WHAT IS REQUIRED ▸
From the line with "Look at the photo above. For each instance of the bracelet" to the final line of the records, reproduce every line exactly and only those lines.

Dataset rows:
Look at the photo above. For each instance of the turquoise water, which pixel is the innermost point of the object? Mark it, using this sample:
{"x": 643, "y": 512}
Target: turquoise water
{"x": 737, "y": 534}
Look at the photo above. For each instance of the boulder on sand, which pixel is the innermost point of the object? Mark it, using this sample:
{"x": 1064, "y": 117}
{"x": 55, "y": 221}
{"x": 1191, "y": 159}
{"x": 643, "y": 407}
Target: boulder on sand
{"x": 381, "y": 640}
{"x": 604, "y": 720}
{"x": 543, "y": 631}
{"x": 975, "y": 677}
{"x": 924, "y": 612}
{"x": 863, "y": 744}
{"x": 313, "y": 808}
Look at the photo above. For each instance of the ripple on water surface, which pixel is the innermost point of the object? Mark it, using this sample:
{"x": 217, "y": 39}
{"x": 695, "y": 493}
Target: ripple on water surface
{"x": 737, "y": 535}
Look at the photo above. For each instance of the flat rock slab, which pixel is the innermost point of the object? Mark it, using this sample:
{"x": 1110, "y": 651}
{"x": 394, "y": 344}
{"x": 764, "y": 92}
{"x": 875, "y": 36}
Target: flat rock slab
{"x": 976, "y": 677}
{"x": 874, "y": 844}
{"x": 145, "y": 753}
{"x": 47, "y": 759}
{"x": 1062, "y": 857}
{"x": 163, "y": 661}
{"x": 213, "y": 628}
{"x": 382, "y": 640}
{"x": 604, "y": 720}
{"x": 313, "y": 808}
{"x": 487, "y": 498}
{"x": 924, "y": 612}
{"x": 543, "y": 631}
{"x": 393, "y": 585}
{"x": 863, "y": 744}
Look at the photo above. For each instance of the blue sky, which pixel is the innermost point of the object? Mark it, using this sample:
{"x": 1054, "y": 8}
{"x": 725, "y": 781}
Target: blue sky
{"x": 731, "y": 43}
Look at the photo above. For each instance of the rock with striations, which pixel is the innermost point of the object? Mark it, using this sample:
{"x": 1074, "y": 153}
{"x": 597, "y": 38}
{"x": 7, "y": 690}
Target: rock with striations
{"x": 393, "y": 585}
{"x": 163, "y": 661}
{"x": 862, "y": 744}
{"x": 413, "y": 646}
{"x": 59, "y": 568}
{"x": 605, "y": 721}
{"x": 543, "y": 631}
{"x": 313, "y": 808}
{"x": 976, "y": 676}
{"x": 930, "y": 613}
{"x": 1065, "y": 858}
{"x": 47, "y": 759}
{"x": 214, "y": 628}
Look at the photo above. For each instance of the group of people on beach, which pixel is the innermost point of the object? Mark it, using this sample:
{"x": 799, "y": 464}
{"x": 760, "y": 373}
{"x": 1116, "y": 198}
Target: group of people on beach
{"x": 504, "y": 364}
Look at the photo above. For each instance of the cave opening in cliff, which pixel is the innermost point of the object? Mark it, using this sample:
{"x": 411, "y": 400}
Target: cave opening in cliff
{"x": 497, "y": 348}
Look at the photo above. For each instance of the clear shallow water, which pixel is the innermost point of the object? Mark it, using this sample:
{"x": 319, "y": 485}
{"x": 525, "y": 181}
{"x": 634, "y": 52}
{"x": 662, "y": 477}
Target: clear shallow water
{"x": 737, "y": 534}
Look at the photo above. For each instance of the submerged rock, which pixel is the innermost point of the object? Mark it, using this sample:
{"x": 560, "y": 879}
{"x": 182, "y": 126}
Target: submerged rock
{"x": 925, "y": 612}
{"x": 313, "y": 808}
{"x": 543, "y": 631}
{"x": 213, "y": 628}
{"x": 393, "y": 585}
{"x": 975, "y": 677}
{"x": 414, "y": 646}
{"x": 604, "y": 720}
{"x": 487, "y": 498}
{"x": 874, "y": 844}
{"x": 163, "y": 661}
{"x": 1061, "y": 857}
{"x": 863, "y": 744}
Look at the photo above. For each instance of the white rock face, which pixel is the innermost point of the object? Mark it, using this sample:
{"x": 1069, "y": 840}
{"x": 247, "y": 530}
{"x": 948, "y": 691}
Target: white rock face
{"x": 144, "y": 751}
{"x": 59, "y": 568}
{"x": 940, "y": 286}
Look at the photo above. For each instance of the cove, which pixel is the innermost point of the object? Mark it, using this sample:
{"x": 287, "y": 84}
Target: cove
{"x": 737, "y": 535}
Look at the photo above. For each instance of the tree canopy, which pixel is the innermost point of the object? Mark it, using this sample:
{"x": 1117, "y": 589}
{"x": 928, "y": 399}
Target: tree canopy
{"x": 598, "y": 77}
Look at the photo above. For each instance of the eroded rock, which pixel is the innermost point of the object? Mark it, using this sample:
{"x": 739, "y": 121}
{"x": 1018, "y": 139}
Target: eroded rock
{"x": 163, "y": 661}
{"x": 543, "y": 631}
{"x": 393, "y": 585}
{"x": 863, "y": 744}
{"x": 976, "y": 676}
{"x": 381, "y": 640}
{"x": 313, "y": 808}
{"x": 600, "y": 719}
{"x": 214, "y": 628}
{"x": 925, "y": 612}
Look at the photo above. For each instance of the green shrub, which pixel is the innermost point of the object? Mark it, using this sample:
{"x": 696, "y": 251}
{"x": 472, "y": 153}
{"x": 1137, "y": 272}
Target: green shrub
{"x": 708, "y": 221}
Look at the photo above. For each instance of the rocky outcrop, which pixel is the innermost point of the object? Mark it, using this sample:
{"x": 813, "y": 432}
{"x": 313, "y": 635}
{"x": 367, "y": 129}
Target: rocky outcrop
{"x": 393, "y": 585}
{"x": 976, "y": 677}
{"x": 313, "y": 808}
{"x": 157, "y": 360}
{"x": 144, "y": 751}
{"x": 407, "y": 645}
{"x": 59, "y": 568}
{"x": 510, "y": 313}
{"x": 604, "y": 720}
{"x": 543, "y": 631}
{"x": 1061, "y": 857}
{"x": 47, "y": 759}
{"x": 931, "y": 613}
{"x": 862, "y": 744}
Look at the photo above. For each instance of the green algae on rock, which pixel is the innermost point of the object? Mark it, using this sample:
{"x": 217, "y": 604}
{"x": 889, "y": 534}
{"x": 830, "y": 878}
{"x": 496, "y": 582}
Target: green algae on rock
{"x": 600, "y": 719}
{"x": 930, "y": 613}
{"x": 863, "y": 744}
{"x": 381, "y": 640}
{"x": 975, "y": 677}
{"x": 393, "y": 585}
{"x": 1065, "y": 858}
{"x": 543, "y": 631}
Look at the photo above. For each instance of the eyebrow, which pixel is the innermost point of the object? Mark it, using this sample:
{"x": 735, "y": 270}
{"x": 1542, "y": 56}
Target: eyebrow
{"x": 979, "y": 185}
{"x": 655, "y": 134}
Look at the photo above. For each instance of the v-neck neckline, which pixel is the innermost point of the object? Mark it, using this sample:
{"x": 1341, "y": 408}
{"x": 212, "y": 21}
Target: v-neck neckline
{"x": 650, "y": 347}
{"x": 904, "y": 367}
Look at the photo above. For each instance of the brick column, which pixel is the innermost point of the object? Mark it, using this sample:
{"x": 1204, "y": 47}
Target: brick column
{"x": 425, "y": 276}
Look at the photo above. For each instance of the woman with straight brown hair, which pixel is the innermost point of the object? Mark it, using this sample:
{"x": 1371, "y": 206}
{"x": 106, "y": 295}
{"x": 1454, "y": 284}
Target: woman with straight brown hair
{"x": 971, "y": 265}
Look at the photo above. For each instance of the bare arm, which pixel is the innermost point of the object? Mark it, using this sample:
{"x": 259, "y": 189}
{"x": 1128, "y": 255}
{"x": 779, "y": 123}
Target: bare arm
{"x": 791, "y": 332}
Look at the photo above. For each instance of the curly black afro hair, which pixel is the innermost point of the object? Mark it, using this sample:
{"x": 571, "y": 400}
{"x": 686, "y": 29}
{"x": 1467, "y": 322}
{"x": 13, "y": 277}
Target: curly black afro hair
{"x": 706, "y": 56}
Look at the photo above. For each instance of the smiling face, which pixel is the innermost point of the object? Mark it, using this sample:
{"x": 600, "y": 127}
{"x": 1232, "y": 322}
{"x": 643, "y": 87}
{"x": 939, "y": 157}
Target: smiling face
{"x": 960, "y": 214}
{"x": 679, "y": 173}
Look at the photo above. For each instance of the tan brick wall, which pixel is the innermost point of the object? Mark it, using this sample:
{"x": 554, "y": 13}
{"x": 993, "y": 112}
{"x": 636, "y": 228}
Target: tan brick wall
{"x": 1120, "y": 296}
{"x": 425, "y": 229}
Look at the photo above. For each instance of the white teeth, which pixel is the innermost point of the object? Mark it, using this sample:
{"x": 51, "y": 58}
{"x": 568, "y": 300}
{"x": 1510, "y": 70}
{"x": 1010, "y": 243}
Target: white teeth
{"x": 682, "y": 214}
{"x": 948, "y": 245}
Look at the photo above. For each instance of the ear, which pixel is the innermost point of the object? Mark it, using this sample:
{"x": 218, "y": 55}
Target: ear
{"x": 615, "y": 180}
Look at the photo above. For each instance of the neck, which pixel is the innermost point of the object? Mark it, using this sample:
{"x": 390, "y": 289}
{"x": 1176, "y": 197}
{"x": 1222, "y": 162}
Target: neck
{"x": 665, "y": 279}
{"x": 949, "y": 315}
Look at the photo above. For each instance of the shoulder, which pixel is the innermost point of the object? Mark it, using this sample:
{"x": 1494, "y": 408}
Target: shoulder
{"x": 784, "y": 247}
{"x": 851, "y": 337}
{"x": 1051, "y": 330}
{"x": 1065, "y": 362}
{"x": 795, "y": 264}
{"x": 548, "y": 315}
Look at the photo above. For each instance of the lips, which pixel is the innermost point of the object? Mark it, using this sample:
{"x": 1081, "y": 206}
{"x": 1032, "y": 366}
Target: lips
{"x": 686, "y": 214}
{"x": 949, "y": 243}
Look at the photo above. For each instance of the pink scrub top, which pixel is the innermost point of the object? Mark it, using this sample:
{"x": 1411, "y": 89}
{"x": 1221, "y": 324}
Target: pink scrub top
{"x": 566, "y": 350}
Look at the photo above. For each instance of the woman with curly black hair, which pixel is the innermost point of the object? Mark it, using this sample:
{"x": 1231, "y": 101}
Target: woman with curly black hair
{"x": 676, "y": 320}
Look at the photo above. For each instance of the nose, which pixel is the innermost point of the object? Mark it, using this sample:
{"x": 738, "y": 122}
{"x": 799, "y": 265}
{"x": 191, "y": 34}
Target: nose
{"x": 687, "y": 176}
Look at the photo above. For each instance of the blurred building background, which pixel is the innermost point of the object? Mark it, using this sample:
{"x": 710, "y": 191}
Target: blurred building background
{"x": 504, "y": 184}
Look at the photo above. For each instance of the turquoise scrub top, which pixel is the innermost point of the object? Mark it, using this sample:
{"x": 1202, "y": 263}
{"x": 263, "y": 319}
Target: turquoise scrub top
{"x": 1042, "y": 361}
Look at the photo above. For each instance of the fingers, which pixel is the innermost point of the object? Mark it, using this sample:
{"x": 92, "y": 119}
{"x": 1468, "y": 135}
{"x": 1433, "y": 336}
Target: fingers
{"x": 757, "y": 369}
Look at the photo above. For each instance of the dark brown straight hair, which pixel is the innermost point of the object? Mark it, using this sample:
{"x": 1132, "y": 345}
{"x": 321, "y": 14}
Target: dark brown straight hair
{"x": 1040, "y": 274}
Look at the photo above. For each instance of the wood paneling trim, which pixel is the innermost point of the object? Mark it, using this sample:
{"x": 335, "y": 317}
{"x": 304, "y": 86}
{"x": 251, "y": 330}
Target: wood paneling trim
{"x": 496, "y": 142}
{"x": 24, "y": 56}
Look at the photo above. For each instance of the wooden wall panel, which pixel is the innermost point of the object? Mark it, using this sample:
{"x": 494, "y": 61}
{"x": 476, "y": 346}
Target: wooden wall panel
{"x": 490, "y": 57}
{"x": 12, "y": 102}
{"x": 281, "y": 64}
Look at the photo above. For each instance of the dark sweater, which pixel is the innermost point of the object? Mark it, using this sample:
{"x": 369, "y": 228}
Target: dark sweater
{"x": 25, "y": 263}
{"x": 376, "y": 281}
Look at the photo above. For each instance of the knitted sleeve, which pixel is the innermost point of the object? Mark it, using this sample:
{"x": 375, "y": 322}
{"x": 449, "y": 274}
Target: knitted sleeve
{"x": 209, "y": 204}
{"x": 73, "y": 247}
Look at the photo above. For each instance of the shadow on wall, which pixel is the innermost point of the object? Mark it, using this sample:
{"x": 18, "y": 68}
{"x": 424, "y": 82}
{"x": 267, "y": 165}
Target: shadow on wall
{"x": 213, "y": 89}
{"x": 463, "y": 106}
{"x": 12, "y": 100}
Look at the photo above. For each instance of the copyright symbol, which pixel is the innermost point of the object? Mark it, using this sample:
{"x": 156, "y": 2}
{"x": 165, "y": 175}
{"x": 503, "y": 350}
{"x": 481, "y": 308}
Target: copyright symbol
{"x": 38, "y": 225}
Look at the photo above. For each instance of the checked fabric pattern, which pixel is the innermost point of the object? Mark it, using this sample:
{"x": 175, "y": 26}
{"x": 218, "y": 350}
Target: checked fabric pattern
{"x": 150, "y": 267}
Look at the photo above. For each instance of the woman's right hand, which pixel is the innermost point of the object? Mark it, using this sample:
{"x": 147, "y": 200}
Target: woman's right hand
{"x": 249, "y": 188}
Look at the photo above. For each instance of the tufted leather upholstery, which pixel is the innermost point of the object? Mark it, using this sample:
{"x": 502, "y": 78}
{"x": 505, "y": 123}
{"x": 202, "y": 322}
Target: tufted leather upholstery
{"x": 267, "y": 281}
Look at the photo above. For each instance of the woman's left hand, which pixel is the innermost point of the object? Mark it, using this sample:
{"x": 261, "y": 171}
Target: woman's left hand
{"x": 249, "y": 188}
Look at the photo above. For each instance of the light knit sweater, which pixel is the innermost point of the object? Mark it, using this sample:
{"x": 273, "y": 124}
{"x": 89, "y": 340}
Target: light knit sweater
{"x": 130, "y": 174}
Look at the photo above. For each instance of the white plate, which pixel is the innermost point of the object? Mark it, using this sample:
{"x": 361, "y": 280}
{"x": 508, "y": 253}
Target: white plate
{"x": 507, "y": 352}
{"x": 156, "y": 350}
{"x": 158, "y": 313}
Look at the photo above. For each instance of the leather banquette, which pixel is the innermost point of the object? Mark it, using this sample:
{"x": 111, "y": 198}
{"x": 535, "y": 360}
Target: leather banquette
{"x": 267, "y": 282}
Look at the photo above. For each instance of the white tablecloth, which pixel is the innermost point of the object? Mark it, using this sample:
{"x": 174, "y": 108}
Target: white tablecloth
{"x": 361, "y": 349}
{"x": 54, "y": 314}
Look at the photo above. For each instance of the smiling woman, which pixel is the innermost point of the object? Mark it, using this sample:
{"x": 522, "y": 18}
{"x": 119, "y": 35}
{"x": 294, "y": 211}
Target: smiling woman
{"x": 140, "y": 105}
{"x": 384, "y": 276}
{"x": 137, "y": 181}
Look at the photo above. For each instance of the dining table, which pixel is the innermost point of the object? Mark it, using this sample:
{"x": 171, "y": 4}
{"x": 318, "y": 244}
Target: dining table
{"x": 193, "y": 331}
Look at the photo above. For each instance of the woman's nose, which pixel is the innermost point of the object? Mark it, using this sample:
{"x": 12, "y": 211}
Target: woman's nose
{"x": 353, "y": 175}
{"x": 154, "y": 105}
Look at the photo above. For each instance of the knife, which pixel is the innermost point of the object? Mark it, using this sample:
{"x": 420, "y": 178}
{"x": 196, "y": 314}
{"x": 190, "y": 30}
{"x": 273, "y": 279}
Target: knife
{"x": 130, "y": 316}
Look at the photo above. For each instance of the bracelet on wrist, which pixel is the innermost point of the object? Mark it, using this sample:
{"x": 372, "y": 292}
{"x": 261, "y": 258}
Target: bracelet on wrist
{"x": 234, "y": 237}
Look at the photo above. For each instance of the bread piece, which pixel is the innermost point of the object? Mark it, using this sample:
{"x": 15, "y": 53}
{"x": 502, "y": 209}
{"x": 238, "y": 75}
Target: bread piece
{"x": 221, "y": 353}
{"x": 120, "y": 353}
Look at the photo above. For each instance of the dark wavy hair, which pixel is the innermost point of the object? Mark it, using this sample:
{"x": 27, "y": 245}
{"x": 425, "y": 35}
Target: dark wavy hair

COMPLETED EXERCISE ▸
Look at the photo above. For each instance of the bracelet on wrist, which pixel is the innermost point of the object? Mark it, using this sample:
{"x": 372, "y": 292}
{"x": 261, "y": 258}
Target: bracelet on wrist
{"x": 234, "y": 237}
Look at the photo above. For each instance of the bread piece, which pixel is the innermost point of the object? Mark it, using this sample:
{"x": 15, "y": 53}
{"x": 502, "y": 209}
{"x": 238, "y": 75}
Target: bread piece
{"x": 221, "y": 353}
{"x": 120, "y": 353}
Look at the photo above. For each instance of the dark wavy hair, which pixel is the innermost point of the object? Mark it, using this sample:
{"x": 27, "y": 245}
{"x": 425, "y": 35}
Target: dark wavy hair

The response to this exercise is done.